▶ _Belge bölümü_:

Van’da Kamu Emekçileri Sendikası (KESK), Devrimci İşçi Sendikası (DİSK), Türk Mühendis ve Mimar Odaları Birliği (TMMOB), Türk Tabipler Birliği (TTB) ve Türk Diş Hekimleri Birliği (TDB) tarafından, 10 Ekim Ankara Katliamının yıldönümünde bir basın açıklaması düzenlendi. Açıklamaya Yeşil Sol Parti Van Milletvekili Mahmut Dindar, yerine kayyım atanan Van Büyükşehir Belediye Eş Başkanı Mustafa Avcı, Yeşil Sol Parti, HDP, DBP ve EMEP il ve ilçe örgütleri ve Van Barosu katıldı.
'KATLİAMA ADETA YOL VEREN İKTİDAR ANKETLERLE OY HESABI DERDİNE DÜŞTÜ'
Cumhuriyet Caddesi üzerinde bir araya gelen emek ve demokrasi örgütleri adına basın açıklamasını Eğitim-Sen Van Şubesi Başkanı Murat Atabay okudu. “10 Ekim katliamını unutturmayacağız” pankartı ile gerçekleştirilen açıklamada, “Yüreğimiz kan ağlarken birileri statlarda barış karanfillerimizi yuhalattı, insanlık suçları işleyen cani bir örgüte selam yolladı! Bizler ülkemizin geleceğine kara bir leke olarak düşen katliamda yitirdiklerimizi birer birer toprağa defnettiğimiz sıralarda katliamı önlemek bir yana adeta yol veren iktidar anketlerle oy hesabı derdine düştü. Katliam milyonların ruhunda, yüreğinde derin yaralar açarken, acının bir nebze olsun hafiflemesi için katliamın gerçek sorumlularının yakalanmasını beklerken yetkililer ‘kokteyl örgüt’ diyerek ilk karartmayı yaptılar! Barış karanfillerimizin aileleri, yakınları, avukatları ve biz mücadele arkadaşları katliamın gerçek suçlularının açığa çıkması için kılı kırk yararak belge ve delil ararken idareciler delilleri “dolaplarda unuttular”, kimisini de imha ettiler!” denildi.

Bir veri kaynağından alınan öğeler
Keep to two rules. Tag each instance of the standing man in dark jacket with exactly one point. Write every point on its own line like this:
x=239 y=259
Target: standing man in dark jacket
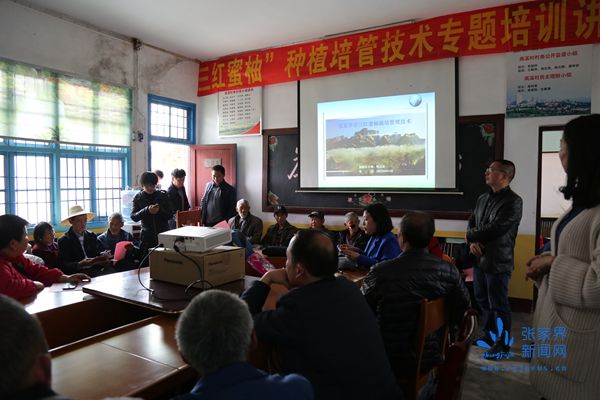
x=394 y=290
x=152 y=207
x=218 y=201
x=177 y=196
x=491 y=235
x=316 y=324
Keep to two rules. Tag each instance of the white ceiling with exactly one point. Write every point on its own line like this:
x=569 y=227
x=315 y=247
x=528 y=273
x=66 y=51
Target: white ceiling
x=206 y=30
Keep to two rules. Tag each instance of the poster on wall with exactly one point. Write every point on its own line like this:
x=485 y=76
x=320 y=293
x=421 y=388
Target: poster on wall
x=549 y=82
x=240 y=112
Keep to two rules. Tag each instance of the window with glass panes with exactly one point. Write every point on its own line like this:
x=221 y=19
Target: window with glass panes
x=63 y=141
x=172 y=130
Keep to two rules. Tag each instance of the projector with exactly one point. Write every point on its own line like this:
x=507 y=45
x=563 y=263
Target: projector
x=195 y=238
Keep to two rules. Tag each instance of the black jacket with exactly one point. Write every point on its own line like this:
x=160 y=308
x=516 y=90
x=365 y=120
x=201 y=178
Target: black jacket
x=152 y=225
x=394 y=290
x=70 y=253
x=175 y=199
x=326 y=332
x=495 y=225
x=227 y=205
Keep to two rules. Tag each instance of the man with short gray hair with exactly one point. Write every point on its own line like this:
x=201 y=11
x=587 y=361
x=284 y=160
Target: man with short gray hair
x=25 y=365
x=250 y=225
x=214 y=334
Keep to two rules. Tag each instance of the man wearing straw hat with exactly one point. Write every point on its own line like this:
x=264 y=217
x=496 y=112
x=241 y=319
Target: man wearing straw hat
x=78 y=249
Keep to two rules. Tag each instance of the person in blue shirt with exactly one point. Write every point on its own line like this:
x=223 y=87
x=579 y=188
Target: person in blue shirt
x=214 y=334
x=382 y=244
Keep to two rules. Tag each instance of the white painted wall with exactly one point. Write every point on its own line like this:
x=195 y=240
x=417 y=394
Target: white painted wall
x=32 y=37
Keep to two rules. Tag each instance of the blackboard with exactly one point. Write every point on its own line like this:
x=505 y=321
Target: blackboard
x=479 y=141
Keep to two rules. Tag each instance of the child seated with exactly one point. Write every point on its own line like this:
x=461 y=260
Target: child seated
x=115 y=234
x=45 y=247
x=20 y=278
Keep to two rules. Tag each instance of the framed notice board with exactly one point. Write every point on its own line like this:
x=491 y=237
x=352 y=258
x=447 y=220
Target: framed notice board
x=480 y=140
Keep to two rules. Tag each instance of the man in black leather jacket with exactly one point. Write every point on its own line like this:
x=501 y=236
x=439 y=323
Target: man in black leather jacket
x=491 y=235
x=394 y=290
x=152 y=208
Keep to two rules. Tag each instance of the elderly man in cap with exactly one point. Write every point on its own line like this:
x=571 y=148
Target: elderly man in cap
x=278 y=236
x=317 y=221
x=248 y=224
x=78 y=248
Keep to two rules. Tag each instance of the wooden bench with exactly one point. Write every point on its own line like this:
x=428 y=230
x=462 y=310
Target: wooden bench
x=137 y=360
x=67 y=316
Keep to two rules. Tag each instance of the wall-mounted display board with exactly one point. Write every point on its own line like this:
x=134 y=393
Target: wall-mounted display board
x=480 y=140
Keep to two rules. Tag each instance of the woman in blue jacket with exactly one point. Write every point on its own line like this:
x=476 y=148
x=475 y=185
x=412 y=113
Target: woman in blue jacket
x=382 y=244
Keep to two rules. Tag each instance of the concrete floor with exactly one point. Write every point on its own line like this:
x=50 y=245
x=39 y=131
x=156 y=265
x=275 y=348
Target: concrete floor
x=511 y=382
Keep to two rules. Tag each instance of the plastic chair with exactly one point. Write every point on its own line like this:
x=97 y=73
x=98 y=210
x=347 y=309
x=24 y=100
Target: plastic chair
x=452 y=370
x=433 y=318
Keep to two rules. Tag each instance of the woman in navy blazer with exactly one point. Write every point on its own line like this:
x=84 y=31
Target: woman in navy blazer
x=382 y=244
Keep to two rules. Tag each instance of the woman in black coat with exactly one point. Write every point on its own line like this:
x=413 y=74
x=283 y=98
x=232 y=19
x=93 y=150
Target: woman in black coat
x=152 y=208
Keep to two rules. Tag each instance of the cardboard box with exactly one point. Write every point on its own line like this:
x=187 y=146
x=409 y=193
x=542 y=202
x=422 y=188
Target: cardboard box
x=220 y=265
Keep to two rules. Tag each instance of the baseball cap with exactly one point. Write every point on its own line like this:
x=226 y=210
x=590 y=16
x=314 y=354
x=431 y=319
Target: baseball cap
x=317 y=214
x=280 y=209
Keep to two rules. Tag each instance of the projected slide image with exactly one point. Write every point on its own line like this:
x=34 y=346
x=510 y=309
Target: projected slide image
x=383 y=136
x=381 y=145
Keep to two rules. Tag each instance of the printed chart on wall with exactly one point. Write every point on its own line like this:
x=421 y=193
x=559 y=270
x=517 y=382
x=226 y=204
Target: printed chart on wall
x=240 y=112
x=549 y=82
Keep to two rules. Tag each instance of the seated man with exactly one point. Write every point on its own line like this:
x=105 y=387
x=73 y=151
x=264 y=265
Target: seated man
x=394 y=289
x=78 y=249
x=322 y=327
x=248 y=224
x=25 y=370
x=115 y=234
x=21 y=278
x=278 y=236
x=353 y=235
x=214 y=335
x=317 y=222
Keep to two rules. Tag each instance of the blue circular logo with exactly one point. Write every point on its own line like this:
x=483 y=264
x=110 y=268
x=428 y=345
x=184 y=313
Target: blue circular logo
x=415 y=100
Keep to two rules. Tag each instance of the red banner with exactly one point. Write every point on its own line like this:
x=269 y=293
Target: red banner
x=516 y=27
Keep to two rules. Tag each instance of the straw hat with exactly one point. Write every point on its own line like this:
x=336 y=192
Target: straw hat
x=74 y=211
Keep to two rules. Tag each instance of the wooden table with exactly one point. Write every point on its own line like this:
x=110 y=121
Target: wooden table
x=162 y=297
x=357 y=276
x=140 y=359
x=70 y=315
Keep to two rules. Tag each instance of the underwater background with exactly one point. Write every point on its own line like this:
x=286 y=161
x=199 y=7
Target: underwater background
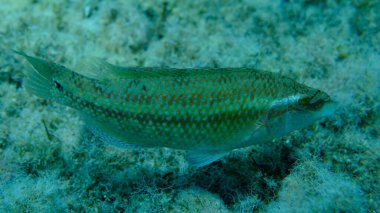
x=49 y=161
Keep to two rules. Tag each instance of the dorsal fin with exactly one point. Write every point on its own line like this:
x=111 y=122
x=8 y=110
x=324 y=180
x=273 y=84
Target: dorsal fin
x=99 y=69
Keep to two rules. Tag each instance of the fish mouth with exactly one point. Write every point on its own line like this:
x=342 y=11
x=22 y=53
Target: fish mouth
x=328 y=109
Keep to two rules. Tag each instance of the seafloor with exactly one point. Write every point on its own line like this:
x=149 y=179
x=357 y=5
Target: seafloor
x=50 y=163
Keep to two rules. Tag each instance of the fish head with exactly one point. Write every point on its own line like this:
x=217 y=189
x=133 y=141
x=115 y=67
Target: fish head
x=298 y=110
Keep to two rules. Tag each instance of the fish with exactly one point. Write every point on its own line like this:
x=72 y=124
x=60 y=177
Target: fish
x=206 y=111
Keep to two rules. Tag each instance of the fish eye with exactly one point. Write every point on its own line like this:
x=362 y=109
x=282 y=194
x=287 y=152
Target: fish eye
x=58 y=86
x=312 y=102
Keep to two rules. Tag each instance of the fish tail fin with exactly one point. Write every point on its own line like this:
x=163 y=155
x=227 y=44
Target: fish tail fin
x=40 y=79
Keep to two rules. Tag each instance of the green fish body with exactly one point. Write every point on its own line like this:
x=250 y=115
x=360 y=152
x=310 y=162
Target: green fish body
x=206 y=111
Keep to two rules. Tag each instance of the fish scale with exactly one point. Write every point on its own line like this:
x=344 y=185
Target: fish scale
x=206 y=111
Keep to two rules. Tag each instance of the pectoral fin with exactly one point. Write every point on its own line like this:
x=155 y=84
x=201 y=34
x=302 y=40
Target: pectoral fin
x=202 y=158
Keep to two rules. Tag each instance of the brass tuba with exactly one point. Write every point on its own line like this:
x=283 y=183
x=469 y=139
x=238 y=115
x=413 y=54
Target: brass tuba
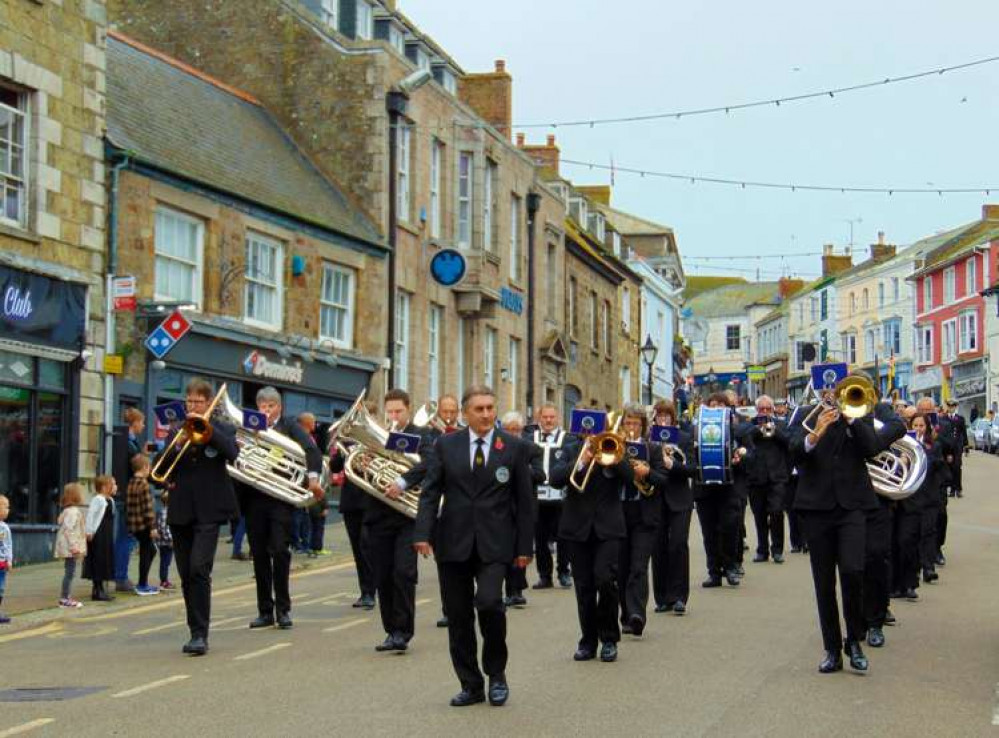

▶ _Kısa problem_: Van'daki 10 Ekim Ankara Katliamı basın açıklamasını anlatan metni, son cümlesinin ardından gelecek kısmı yazarak sürdürün.

▶ _Problemin cevabı_:
'HER ÜÇ KATLİAMIN DAVA SÜRECİ KAPATILMAK İSTENMEKTEDİR'
10 Ekim 2015 tarihinde gerçekleştirilen katliamlardan önce 5 Haziran 2005 tarihinde Diyarbakır ve 20 Temmuz 2015 tarihinde ise Suruç katliamlarının gerçekleştirildiğini hatırlatan Atabay, “Her üç katliamın sadece planlaması değil sözümüz ona ‘ihmaller zinciri’ de büyük benzerlikler taşımaktadır. Her ne hikmetse her üç katliamın öncesinde güvenlik güçleri ortadan kaybolmuş, arama noktaları kaldırılmıştır! Her üç katliamın dava süreci de birkaç maşaya ceza verilerek kapatılmak istenmektedir. Ve katliamlar zincirinin iktidarı sarsılan AKP’nin yeniden çoğunluğu sağlamasıyla bıçakla kesilir gibi kesilmesi sürecin politik arka planı için kafalardaki en önemli soru olarak varlığını korumaktadır” dedi.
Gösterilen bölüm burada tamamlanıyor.